--- Task data ---
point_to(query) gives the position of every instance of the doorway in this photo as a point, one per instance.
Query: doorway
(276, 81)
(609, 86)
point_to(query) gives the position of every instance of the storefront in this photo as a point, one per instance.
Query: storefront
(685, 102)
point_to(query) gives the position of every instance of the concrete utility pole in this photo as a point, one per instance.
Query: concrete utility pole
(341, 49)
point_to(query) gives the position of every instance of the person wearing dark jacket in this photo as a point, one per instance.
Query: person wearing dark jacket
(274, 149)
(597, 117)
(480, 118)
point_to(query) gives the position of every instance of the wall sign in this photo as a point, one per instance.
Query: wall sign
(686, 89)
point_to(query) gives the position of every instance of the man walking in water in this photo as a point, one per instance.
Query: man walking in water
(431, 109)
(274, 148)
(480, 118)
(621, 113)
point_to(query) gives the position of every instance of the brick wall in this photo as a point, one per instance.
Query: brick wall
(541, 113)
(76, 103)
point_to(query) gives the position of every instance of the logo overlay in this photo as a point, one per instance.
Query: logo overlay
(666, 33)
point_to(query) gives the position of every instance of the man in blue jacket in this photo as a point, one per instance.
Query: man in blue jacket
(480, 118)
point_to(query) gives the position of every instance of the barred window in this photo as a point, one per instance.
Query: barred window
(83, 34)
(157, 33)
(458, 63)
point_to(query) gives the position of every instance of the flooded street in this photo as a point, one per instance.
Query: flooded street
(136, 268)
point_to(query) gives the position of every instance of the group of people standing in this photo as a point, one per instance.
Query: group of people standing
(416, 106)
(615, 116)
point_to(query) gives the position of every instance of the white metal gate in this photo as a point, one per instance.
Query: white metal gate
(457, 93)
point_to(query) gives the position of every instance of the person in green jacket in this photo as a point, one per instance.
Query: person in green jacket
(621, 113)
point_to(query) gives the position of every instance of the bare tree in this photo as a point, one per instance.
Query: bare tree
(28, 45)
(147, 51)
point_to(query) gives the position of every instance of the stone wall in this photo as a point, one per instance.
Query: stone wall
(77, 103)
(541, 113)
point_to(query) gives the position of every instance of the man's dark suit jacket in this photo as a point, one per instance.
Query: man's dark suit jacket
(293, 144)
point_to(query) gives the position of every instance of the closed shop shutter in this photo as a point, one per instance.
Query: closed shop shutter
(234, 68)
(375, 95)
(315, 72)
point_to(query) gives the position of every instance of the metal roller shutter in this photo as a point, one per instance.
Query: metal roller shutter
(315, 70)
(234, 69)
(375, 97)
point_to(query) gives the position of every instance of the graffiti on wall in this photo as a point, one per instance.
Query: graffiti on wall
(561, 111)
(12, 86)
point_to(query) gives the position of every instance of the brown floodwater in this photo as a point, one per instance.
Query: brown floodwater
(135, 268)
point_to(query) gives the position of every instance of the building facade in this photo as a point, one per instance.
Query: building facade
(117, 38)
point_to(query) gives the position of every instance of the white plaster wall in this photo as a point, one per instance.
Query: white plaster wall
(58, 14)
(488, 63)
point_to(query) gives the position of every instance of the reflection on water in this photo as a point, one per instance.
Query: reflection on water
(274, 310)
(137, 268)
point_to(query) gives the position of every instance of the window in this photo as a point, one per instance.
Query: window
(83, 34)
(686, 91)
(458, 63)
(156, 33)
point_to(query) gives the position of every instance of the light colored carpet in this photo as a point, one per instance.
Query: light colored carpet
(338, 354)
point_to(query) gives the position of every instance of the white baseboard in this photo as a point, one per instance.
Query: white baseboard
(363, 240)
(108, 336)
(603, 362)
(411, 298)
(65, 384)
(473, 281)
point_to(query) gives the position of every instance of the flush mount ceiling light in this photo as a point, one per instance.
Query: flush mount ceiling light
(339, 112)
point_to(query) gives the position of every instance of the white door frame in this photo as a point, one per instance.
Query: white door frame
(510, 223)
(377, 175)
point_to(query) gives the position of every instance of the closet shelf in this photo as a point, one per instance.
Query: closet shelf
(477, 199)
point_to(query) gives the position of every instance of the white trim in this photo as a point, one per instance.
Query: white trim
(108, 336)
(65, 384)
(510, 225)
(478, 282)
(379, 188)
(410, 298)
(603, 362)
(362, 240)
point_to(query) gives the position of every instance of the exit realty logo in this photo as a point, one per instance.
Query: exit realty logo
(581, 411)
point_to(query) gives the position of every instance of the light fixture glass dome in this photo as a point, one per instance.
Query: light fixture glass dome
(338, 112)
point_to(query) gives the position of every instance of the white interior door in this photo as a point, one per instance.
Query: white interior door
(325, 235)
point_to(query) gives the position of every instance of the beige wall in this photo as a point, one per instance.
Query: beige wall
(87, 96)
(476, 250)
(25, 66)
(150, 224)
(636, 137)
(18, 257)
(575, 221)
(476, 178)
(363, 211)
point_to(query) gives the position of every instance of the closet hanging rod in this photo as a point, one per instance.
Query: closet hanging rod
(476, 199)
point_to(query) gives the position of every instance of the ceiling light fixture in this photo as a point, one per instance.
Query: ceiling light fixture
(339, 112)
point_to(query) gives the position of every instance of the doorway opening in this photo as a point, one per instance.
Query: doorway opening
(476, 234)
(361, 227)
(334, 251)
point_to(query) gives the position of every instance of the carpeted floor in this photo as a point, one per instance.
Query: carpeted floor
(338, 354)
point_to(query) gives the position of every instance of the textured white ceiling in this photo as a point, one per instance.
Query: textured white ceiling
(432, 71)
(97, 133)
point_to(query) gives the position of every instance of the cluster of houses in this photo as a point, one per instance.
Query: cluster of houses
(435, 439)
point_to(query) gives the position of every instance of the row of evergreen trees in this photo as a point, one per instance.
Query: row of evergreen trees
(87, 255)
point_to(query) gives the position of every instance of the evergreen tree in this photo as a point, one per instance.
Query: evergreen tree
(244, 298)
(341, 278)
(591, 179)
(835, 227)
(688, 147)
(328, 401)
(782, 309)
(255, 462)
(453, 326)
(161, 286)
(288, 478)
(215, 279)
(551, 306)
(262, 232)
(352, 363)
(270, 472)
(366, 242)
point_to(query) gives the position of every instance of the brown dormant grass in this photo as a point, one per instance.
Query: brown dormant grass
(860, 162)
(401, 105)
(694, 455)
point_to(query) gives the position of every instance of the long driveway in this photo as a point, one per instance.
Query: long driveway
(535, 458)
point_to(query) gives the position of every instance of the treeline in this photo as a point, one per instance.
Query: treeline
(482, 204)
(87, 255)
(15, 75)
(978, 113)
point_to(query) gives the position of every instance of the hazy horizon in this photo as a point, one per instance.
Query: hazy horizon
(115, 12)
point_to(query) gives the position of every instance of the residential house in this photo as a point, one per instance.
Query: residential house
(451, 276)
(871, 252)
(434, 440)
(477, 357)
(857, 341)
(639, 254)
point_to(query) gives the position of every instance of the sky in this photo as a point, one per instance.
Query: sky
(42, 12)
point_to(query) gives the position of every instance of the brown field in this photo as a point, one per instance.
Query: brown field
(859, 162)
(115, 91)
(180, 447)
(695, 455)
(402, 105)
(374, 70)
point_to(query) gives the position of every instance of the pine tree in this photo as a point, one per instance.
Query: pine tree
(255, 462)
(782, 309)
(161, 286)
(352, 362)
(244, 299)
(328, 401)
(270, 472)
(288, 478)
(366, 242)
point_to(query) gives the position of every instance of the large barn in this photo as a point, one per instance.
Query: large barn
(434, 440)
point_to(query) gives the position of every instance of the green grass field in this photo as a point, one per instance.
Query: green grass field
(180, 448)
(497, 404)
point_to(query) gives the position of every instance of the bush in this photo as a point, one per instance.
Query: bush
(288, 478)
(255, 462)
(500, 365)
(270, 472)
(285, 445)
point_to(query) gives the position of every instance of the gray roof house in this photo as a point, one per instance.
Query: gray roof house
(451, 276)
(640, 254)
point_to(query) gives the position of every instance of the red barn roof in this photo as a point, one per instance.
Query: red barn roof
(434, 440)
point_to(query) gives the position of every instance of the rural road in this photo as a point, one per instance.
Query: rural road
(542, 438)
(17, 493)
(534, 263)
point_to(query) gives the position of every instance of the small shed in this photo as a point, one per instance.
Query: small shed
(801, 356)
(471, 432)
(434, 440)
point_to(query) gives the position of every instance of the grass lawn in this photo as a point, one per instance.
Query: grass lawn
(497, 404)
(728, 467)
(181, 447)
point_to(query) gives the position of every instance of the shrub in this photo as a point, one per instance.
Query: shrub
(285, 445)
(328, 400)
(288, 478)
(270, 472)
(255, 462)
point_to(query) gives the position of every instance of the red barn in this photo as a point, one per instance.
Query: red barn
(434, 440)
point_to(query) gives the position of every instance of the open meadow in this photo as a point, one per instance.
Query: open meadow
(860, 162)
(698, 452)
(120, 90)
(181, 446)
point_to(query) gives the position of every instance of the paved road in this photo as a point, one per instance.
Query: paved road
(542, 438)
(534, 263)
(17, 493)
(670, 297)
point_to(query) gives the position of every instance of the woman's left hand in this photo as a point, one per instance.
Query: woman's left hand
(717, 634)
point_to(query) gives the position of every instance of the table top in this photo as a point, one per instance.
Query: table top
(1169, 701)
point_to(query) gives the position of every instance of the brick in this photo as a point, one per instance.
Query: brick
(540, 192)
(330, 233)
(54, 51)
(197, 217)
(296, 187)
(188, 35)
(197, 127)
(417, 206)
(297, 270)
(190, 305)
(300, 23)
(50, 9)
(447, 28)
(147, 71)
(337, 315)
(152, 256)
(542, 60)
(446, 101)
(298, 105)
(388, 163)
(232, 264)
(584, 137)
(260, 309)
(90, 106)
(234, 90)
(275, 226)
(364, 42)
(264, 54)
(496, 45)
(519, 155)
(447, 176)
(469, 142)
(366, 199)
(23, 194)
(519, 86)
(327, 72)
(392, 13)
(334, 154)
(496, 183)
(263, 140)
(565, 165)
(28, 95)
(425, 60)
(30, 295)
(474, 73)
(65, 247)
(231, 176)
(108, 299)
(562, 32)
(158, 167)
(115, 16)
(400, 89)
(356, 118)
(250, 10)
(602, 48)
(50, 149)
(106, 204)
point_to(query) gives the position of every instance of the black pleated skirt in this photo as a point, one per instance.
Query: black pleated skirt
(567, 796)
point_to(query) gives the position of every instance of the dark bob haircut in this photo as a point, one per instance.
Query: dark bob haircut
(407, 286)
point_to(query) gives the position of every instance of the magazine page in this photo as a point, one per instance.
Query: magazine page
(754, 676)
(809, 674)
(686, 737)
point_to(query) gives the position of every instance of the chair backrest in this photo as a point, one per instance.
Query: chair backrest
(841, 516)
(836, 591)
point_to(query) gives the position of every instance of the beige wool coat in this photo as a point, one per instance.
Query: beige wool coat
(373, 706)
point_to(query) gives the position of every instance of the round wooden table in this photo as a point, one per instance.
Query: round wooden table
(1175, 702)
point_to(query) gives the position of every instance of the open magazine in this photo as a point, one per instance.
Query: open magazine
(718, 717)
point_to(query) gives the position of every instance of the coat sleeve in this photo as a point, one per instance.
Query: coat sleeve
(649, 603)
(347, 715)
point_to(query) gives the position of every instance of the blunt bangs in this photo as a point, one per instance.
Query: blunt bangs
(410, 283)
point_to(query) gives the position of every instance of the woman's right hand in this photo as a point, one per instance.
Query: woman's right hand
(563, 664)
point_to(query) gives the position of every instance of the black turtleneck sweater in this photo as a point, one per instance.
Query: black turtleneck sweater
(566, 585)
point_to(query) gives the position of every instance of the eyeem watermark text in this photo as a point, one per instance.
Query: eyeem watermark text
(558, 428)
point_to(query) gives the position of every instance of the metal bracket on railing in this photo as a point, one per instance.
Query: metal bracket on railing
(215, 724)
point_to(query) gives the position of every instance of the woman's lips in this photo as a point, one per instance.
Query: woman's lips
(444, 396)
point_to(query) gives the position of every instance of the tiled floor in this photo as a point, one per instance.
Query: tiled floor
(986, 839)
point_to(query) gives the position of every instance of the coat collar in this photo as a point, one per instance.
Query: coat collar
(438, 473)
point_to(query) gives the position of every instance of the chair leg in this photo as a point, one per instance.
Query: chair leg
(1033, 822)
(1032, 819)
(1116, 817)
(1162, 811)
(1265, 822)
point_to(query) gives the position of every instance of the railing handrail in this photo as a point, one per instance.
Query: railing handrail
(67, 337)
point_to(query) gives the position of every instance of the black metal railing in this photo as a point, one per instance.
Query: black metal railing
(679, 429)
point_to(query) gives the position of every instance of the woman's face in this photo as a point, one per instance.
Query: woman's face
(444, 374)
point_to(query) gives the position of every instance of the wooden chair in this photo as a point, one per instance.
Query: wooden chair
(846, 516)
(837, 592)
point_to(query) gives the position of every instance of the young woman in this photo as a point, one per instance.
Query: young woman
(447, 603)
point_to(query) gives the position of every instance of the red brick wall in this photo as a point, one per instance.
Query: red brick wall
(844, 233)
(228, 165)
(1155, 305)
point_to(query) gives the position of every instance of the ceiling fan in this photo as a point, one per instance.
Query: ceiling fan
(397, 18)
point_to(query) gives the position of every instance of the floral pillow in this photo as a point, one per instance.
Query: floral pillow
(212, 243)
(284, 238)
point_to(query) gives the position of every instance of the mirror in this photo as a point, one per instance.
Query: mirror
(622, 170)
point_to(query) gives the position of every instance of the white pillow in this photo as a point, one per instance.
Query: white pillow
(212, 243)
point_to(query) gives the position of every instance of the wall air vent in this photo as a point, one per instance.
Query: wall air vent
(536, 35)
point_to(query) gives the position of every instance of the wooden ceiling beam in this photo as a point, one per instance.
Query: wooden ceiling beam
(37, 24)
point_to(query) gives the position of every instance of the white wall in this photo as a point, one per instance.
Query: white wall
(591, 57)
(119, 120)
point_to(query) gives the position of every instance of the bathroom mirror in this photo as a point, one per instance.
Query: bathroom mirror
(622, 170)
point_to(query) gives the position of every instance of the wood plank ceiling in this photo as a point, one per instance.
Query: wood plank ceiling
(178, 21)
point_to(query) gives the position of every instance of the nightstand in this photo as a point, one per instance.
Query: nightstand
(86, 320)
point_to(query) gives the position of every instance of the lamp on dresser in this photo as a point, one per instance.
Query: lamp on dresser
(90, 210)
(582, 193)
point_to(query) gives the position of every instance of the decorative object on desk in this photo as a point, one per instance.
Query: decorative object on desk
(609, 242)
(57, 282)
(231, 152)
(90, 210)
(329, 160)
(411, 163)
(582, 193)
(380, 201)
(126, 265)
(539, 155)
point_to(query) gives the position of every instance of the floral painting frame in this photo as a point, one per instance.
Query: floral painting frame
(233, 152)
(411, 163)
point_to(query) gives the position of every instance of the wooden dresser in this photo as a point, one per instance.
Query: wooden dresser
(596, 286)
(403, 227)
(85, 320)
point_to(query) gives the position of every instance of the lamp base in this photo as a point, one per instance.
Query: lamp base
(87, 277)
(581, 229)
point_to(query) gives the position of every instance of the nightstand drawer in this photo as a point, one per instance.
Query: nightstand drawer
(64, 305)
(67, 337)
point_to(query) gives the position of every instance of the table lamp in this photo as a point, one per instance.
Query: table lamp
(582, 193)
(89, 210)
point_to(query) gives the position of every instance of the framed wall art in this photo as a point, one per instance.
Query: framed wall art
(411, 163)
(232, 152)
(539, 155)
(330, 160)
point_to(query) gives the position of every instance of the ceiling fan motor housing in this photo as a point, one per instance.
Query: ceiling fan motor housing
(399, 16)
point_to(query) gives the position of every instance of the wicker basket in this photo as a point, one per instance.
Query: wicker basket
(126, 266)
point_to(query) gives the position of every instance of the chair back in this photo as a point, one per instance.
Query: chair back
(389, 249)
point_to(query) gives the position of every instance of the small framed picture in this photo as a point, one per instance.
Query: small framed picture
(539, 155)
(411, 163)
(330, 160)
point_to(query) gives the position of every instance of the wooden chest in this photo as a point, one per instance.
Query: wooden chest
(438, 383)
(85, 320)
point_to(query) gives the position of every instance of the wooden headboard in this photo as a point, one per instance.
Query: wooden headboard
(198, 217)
---
Description of the task: Repeat exactly, and only, the lines from the one containing "of the decorative" through the end of the material.

Full response:
point_to(query) gives the position of every instance of the decorative object on desk in this photo as a point, one per instance.
Query: decorative object on desk
(609, 242)
(57, 282)
(231, 152)
(90, 210)
(329, 160)
(411, 163)
(582, 193)
(380, 201)
(126, 265)
(539, 155)
point_to(query) gives the position of every instance of the floral painting frame in this photo as a point, one per instance.
Query: floral painting frame
(233, 152)
(411, 163)
point_to(query) gives the position of every instance of the wooden dresser in this photo as a point, one per instance.
Query: wooden dresser
(596, 286)
(403, 227)
(85, 320)
point_to(query) gives the position of every instance of the lamp base in this photo as a point, one per instance.
Query: lamp base
(87, 277)
(581, 229)
point_to(query) gives the position of every instance of the nightstand drawer in this photo as a point, one per instance.
Query: nightstand drawer
(64, 305)
(67, 337)
point_to(query) gives the position of every instance of the table lamp in this photo as a point, one per instance.
Query: table lamp
(582, 193)
(89, 210)
point_to(query) gives the position of every instance of the framed wall art in this photo as a point, one per instance.
Query: framed wall art
(411, 163)
(232, 152)
(539, 155)
(330, 160)
point_to(query) gives the position of every instance of the ceiling fan motor housing in this photo as a point, one per instance.
Query: ceiling fan motor housing
(399, 16)
point_to(query) gives the position of every instance of the wicker basket in this photo as a point, one per instance.
Query: wicker basket
(126, 266)
point_to(query) gives the position of every instance of the chair back in this photo as a point, one per instance.
Query: chair back
(389, 249)
point_to(query) gives the position of every instance of the small framed picture in this photo as a point, one per instance.
Query: small framed picture
(539, 155)
(411, 163)
(330, 160)
point_to(query) gives the position of every instance of the wooden chest in this photo as a point, one per instance.
Query: wooden chest
(438, 383)
(85, 320)
point_to(query) gives the position of every instance of the wooden headboard in this photo as a point, one per instance.
Query: wooden headboard
(198, 217)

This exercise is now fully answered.